#### Information supplied:

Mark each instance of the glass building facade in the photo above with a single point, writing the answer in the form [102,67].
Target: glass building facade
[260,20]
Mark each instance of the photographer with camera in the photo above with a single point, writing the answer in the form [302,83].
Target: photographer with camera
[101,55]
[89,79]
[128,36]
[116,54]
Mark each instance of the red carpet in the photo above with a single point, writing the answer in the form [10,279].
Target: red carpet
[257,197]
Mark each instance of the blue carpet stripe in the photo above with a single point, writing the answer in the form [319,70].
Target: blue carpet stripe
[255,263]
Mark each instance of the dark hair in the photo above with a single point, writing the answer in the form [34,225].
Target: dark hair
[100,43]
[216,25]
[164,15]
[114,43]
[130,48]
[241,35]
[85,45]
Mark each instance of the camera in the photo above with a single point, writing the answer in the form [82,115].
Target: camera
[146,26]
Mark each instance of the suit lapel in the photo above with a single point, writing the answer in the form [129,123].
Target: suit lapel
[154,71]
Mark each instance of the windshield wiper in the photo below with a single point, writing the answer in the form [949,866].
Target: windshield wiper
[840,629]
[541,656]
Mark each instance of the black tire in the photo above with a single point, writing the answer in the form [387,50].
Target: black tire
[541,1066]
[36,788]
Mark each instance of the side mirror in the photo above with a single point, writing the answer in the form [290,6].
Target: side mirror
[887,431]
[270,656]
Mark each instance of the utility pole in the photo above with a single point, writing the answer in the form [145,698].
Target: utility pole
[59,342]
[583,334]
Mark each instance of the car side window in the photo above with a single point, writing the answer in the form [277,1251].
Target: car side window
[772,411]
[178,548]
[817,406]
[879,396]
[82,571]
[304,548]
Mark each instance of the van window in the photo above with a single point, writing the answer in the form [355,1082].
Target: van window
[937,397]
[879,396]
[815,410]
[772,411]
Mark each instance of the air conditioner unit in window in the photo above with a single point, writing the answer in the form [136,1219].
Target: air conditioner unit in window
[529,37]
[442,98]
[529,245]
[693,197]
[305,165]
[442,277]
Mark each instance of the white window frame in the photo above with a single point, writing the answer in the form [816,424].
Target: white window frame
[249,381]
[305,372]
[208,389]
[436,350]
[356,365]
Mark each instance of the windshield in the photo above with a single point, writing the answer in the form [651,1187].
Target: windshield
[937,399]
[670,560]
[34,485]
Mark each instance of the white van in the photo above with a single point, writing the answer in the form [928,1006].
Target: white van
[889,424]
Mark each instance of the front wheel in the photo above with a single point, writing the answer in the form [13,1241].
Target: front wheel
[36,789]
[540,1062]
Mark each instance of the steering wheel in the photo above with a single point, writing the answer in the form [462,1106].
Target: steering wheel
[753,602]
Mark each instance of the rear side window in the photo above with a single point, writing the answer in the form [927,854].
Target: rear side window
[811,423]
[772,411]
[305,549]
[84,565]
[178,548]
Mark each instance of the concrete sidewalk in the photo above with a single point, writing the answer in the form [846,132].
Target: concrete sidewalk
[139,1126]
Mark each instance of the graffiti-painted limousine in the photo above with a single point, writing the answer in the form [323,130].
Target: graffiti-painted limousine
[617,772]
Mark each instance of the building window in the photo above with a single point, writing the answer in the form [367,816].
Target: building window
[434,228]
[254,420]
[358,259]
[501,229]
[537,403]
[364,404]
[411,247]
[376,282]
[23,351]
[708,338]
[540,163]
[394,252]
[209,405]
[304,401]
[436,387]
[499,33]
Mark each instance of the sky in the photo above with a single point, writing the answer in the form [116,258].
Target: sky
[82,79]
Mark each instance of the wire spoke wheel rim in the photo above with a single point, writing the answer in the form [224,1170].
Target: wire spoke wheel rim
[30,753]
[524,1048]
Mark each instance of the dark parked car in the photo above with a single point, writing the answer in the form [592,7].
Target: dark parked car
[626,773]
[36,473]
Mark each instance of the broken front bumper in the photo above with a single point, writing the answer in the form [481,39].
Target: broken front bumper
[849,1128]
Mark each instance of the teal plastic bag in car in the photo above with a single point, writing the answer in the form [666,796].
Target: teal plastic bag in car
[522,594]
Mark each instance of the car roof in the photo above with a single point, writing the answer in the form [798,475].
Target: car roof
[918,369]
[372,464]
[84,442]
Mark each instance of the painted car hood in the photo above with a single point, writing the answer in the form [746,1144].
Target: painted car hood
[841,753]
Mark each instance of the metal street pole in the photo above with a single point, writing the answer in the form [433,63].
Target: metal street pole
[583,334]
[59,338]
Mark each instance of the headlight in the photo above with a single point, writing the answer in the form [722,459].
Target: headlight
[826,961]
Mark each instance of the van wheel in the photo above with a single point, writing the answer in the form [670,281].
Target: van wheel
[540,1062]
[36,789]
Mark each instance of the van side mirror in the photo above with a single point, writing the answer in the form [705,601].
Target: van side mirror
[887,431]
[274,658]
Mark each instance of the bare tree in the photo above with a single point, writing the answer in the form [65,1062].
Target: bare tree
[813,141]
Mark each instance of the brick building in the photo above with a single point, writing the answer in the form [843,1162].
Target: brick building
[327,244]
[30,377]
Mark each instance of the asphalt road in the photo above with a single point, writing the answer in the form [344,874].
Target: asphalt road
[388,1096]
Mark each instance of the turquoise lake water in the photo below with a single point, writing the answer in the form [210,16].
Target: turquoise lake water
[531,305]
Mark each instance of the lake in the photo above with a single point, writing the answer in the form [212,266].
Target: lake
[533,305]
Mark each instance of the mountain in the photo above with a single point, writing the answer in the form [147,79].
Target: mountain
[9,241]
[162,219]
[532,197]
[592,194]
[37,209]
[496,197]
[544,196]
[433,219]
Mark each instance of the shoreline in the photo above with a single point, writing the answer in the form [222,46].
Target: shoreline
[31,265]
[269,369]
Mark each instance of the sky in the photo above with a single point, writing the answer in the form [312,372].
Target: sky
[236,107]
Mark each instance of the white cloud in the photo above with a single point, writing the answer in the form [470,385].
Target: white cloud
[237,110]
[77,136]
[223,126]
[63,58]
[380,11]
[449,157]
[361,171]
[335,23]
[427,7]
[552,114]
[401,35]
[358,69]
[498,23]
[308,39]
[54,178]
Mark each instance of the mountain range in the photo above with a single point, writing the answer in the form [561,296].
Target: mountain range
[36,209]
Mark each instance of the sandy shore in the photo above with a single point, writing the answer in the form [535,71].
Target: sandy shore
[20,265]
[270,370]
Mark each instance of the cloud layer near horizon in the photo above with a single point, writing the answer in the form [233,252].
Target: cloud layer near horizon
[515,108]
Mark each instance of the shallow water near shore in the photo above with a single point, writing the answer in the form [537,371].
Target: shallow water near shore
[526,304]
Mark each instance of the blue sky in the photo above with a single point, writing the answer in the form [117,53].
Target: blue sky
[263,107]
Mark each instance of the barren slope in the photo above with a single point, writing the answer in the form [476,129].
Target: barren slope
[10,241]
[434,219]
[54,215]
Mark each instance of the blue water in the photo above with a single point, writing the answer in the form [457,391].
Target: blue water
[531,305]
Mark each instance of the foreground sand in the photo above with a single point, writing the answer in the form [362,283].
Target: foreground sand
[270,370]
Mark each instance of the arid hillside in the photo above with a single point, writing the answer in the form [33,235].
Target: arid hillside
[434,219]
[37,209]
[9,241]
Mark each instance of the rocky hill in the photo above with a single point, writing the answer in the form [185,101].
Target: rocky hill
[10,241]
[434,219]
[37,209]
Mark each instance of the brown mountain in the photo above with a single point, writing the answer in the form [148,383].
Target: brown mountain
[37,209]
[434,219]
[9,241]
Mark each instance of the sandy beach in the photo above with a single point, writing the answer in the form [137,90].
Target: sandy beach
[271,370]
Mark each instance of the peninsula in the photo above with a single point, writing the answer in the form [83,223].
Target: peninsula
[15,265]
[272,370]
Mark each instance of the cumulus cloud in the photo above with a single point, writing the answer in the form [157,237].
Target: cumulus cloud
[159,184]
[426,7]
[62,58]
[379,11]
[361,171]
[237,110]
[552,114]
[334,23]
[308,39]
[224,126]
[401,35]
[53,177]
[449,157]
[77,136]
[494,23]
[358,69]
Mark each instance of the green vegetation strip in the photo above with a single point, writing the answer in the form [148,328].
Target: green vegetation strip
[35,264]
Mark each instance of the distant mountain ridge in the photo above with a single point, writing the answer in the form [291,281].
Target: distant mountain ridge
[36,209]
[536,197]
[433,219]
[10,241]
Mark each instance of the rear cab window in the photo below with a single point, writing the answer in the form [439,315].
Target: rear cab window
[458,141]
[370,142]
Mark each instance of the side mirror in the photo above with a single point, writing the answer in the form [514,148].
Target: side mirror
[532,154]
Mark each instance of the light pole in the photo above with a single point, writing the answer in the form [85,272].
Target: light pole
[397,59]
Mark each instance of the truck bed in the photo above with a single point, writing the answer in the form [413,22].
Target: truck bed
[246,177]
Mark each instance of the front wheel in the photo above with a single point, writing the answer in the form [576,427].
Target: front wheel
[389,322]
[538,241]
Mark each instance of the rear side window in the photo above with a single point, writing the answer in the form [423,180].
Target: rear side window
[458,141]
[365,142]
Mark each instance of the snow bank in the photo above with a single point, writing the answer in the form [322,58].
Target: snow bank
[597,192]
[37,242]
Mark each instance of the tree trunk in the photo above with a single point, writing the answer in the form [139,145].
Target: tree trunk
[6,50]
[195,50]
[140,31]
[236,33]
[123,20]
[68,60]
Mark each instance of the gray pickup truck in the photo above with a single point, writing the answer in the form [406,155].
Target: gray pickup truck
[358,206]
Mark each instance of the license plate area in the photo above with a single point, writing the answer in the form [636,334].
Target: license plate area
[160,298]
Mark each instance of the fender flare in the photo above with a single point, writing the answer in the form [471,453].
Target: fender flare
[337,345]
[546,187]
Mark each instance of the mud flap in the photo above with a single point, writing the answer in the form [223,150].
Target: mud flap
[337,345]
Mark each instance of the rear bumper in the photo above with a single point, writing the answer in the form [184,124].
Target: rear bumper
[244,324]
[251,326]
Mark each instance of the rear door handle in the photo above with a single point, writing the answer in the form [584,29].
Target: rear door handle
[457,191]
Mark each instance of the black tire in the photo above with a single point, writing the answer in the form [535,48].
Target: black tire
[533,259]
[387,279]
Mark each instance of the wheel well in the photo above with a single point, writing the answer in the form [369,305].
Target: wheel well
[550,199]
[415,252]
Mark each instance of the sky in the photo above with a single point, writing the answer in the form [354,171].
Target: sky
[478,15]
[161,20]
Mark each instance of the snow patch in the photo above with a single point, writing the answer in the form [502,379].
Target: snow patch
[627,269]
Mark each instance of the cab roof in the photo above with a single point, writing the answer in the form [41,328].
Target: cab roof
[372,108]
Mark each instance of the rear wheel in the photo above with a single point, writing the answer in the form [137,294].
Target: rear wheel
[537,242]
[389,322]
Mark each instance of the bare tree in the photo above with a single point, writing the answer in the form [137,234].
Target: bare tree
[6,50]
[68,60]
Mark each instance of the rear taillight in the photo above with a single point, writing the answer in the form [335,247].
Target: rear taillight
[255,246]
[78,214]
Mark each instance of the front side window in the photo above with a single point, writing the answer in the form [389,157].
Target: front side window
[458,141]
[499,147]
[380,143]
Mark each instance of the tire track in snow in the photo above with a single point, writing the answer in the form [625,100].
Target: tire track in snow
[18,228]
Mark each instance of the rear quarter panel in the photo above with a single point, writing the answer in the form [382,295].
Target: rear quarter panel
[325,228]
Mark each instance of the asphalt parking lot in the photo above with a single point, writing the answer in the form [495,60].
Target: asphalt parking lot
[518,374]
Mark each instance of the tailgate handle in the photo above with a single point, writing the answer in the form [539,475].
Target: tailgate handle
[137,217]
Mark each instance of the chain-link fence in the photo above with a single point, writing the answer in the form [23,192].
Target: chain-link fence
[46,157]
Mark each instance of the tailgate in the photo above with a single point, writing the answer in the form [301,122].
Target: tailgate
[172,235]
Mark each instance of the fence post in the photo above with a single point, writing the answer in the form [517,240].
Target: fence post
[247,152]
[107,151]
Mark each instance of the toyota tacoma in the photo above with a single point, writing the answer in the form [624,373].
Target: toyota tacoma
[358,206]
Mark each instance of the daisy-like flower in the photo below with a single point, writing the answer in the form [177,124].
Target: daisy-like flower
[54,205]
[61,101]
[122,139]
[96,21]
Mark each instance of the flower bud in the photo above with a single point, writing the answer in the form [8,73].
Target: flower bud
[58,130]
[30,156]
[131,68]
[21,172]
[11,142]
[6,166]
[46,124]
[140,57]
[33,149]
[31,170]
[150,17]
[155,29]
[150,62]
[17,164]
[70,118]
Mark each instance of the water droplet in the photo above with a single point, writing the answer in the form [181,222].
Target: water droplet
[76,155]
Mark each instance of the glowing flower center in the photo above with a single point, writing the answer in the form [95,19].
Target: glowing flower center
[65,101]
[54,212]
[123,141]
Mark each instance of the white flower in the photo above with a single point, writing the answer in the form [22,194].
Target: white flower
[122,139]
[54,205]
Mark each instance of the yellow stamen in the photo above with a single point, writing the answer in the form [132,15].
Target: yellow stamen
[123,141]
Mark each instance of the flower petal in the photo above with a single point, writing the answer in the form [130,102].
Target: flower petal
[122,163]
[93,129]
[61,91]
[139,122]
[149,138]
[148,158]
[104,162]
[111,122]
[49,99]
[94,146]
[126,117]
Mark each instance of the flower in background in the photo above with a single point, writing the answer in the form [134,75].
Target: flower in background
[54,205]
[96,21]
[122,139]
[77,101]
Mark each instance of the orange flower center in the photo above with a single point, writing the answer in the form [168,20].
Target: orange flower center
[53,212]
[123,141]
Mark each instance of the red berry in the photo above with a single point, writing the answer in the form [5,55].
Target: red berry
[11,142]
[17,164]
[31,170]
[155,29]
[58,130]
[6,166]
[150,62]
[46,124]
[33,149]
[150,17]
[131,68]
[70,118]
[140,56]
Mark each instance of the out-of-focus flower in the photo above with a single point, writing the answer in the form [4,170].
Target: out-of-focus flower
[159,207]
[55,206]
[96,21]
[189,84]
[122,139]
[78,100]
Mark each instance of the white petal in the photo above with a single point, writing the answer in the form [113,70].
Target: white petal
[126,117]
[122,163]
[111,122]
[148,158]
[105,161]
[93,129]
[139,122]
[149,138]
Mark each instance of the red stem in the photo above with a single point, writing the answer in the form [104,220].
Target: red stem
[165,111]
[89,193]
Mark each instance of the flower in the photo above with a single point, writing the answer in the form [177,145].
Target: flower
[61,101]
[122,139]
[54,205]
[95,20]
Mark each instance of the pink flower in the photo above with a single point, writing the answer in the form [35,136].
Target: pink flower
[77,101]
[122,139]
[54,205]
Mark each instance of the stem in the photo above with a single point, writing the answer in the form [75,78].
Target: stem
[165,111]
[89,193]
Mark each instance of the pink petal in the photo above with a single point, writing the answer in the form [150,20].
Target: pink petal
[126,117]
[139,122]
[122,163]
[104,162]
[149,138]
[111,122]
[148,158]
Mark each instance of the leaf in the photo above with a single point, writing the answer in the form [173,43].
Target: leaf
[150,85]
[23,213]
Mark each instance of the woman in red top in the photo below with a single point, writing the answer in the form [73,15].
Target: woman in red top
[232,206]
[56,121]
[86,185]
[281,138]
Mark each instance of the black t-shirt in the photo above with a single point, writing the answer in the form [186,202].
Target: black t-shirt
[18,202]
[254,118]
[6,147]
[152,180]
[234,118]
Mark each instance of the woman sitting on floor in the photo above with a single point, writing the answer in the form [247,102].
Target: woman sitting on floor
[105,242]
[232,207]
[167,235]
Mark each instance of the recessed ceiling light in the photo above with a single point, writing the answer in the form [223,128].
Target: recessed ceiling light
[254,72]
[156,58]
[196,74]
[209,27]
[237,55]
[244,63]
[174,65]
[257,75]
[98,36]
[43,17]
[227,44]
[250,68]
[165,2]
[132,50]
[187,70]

#### Task statement:
Check each line of the listing above, and copy it if it contains the word "below".

#### Answer box:
Mark each instance of the windshield wiper in the photo below with a single point, writing the answer in the form [949,866].
Mark each instance of the turquoise lake water in the photo below with a single point, writing the answer in the form [210,16].
Mark each instance of the rear cab window in the photo below with a single point, writing the answer in the form [439,315].
Mark each instance of the daisy-like flower in the photo below with a single point, writing the answer in the form [177,124].
Mark each instance of the woman in red top in the photo below with a single point, writing the answer in the form [73,15].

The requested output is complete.